Information given:
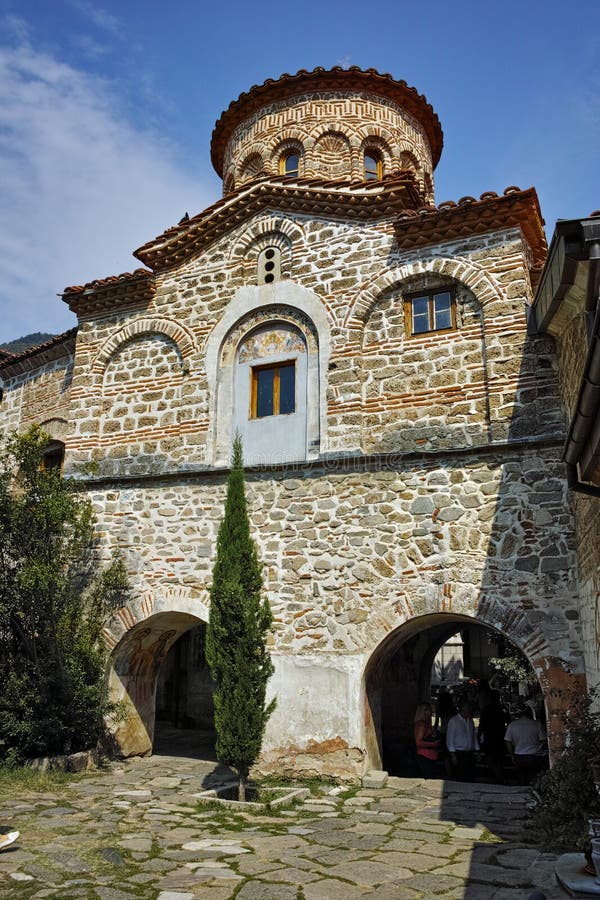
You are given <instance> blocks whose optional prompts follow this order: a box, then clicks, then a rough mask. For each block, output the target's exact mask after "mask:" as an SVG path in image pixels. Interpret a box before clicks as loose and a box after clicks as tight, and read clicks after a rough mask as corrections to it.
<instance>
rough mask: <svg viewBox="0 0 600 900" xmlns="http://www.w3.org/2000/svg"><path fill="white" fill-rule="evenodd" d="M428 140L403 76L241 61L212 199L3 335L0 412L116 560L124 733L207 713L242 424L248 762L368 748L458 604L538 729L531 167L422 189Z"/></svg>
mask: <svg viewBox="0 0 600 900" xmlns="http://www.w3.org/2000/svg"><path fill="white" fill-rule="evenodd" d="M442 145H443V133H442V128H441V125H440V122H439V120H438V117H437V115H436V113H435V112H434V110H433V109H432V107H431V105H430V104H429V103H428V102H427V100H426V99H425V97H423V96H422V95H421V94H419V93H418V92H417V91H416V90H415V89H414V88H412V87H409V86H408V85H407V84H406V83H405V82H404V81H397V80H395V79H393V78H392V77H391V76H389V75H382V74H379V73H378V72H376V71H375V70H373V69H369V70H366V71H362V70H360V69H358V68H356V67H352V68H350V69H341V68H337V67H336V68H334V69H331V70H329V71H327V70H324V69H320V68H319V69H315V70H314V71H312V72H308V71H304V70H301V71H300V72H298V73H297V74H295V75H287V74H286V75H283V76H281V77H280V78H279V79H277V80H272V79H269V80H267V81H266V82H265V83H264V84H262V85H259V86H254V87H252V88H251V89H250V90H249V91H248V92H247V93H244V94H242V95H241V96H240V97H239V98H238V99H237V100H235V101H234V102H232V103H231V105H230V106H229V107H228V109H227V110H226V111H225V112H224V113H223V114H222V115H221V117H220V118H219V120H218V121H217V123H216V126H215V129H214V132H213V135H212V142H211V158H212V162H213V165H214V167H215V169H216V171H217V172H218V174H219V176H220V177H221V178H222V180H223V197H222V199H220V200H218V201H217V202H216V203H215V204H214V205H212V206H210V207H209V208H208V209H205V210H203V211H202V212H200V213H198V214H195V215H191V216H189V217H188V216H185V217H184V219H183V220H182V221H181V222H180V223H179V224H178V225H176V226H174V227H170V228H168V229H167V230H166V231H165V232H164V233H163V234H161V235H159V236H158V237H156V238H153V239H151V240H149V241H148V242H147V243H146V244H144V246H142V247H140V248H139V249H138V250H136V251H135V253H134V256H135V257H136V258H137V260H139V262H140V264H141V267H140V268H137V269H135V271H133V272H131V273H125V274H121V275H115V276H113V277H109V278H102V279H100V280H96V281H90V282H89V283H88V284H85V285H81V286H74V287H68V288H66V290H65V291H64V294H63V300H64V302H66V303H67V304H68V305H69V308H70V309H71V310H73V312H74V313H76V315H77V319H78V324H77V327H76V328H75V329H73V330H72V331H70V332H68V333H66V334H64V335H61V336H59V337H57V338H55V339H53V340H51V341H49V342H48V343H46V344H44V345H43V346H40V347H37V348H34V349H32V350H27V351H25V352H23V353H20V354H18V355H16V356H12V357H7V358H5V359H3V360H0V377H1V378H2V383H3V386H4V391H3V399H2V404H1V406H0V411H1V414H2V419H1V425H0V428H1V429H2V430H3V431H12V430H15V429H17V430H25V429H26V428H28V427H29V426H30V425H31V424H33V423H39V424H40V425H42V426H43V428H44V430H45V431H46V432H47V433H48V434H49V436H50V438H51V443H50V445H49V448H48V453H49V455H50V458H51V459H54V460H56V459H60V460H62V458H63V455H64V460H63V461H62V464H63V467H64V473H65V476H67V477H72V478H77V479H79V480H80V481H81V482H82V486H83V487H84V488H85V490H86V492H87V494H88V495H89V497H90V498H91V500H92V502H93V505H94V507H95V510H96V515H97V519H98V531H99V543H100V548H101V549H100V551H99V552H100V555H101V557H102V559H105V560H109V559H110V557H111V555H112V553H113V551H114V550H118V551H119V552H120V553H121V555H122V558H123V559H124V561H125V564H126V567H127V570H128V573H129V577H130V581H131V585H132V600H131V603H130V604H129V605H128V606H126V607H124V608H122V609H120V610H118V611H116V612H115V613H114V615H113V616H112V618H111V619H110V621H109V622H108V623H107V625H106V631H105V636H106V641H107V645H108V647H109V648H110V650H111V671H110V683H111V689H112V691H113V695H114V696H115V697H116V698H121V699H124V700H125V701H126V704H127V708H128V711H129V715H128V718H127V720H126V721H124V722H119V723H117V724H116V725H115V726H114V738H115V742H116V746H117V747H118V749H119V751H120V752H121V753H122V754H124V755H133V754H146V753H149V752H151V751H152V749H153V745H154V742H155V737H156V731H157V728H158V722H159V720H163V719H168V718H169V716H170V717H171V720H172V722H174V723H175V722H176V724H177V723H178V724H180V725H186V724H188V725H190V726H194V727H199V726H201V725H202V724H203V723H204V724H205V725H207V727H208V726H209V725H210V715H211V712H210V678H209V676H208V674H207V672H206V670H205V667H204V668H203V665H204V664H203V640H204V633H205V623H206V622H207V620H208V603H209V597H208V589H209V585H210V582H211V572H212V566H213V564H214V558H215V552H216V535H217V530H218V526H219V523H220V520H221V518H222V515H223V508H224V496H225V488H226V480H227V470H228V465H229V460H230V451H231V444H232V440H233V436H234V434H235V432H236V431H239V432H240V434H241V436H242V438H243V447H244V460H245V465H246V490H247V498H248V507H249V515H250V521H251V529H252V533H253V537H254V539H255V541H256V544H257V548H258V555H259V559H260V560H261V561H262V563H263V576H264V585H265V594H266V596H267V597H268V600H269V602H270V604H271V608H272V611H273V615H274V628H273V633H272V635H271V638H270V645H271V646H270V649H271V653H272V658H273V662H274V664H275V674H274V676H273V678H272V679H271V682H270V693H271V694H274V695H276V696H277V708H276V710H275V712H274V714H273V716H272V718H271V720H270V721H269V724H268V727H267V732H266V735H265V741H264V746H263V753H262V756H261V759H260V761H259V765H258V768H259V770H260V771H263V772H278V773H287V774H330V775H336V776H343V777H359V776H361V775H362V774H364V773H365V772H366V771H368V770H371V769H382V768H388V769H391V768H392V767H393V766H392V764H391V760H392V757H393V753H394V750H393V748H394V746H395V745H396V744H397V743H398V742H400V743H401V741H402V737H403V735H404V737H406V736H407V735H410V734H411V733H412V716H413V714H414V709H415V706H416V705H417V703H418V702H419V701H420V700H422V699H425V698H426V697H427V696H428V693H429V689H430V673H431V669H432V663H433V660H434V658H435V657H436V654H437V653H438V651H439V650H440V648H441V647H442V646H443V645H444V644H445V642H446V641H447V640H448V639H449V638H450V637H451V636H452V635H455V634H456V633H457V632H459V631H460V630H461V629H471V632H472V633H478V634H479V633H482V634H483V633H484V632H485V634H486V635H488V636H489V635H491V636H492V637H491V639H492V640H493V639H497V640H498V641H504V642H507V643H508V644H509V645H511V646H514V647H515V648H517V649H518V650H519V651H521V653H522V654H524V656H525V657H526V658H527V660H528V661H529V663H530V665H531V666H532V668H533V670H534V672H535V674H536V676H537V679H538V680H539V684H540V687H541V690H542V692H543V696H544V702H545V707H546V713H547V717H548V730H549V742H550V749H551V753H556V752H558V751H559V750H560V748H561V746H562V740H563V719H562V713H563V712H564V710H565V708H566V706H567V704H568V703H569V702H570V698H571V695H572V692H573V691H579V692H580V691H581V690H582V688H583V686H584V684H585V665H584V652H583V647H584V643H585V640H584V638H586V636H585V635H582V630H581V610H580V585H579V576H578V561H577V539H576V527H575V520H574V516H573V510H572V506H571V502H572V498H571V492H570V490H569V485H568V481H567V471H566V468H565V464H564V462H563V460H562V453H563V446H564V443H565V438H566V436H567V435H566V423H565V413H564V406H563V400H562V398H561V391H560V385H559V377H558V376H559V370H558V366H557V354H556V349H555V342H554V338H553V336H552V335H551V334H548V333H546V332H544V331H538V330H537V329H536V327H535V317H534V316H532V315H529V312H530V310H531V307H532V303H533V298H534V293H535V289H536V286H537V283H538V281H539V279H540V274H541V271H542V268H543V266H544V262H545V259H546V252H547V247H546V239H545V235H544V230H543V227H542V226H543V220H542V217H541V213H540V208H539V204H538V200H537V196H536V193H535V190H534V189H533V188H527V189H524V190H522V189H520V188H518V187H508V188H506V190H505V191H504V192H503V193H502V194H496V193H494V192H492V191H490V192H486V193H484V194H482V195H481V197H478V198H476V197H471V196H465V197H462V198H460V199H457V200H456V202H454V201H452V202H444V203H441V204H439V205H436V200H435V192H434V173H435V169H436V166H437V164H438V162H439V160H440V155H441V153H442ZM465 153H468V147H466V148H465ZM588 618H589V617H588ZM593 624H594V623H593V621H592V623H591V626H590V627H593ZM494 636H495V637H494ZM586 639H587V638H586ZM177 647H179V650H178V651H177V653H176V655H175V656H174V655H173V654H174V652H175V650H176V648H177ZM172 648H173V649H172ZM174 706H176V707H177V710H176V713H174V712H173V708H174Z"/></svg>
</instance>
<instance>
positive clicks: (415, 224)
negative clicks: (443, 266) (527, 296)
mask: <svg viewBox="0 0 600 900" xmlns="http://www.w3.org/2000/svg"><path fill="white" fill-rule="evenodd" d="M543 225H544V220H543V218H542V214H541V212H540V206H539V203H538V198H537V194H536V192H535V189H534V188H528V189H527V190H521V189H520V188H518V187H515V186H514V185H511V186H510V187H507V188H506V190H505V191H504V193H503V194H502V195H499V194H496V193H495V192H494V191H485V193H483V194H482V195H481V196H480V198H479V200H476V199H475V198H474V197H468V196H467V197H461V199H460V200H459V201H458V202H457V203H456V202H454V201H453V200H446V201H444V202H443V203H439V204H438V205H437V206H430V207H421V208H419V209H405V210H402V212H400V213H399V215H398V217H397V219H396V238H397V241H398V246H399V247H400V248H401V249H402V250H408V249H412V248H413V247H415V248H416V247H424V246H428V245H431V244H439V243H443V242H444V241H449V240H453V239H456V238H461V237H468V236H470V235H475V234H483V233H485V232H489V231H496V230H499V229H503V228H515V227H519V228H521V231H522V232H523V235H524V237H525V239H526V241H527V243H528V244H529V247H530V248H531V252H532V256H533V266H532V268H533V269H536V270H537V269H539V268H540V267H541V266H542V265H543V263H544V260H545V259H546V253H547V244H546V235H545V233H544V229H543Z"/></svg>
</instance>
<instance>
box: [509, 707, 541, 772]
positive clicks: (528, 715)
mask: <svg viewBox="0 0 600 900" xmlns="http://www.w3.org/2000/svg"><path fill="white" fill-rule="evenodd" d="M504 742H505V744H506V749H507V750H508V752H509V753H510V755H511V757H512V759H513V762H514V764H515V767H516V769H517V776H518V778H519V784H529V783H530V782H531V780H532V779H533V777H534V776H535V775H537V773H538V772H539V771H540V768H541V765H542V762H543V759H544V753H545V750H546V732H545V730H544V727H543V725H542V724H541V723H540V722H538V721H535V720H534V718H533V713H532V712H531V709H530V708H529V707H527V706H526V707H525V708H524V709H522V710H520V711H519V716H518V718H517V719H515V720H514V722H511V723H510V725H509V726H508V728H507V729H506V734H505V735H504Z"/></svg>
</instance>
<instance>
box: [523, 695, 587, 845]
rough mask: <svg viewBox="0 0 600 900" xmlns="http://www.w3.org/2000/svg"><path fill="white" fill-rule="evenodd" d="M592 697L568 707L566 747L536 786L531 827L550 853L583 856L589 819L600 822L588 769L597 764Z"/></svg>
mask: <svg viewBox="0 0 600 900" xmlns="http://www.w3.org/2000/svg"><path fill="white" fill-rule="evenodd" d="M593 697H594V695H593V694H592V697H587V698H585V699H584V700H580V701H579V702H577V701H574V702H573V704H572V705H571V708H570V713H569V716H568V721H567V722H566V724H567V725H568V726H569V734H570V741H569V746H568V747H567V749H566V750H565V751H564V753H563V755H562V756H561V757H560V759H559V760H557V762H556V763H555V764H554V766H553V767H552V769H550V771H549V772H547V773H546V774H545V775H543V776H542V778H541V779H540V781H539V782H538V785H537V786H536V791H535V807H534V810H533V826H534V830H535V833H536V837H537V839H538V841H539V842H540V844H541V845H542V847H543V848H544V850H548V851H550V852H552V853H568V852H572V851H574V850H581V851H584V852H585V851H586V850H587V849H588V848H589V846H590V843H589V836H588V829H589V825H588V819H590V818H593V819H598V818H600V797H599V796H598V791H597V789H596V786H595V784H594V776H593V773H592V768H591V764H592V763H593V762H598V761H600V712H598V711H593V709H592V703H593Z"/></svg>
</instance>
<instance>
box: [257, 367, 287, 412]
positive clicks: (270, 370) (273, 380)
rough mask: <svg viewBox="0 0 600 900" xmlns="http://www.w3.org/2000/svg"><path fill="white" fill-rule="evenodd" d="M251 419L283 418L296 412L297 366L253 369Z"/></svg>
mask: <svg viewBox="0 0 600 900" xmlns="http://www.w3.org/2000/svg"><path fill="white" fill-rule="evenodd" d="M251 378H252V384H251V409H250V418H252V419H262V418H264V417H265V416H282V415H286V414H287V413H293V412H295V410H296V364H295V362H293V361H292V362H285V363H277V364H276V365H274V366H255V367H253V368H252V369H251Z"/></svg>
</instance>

Your goal: Only the lines above starting at the one containing "positive clicks: (415, 224)" and ending at the one containing "box: [509, 707, 541, 772]", both included, are to be returned, exactly as they read.

Result:
positive clicks: (415, 224)
negative clicks: (443, 266) (527, 296)
mask: <svg viewBox="0 0 600 900" xmlns="http://www.w3.org/2000/svg"><path fill="white" fill-rule="evenodd" d="M543 225H544V220H543V218H542V214H541V212H540V206H539V203H538V198H537V194H536V192H535V189H534V188H528V189H527V190H521V189H520V188H518V187H515V186H514V185H511V186H510V187H507V188H506V190H505V191H504V193H503V194H502V195H499V194H496V193H495V192H494V191H485V193H483V194H482V195H481V196H480V198H479V200H476V199H475V198H474V197H468V196H467V197H461V199H460V200H459V201H458V202H457V203H456V202H454V201H453V200H446V201H444V202H443V203H439V204H438V205H437V206H430V207H421V208H419V209H405V210H402V212H400V213H399V215H398V217H397V219H396V238H397V241H398V246H399V247H400V248H401V249H402V250H408V249H412V248H413V247H415V248H416V247H424V246H428V245H431V244H439V243H443V242H444V241H449V240H453V239H456V238H461V237H468V236H470V235H475V234H483V233H485V232H489V231H496V230H499V229H503V228H515V227H519V228H521V231H522V232H523V235H524V237H525V239H526V241H527V243H528V244H529V247H530V248H531V252H532V256H533V266H532V268H533V269H536V270H537V269H539V268H540V267H541V266H542V265H543V263H544V260H545V259H546V253H547V244H546V235H545V233H544V229H543Z"/></svg>
</instance>
<instance>
box: [509, 707, 541, 772]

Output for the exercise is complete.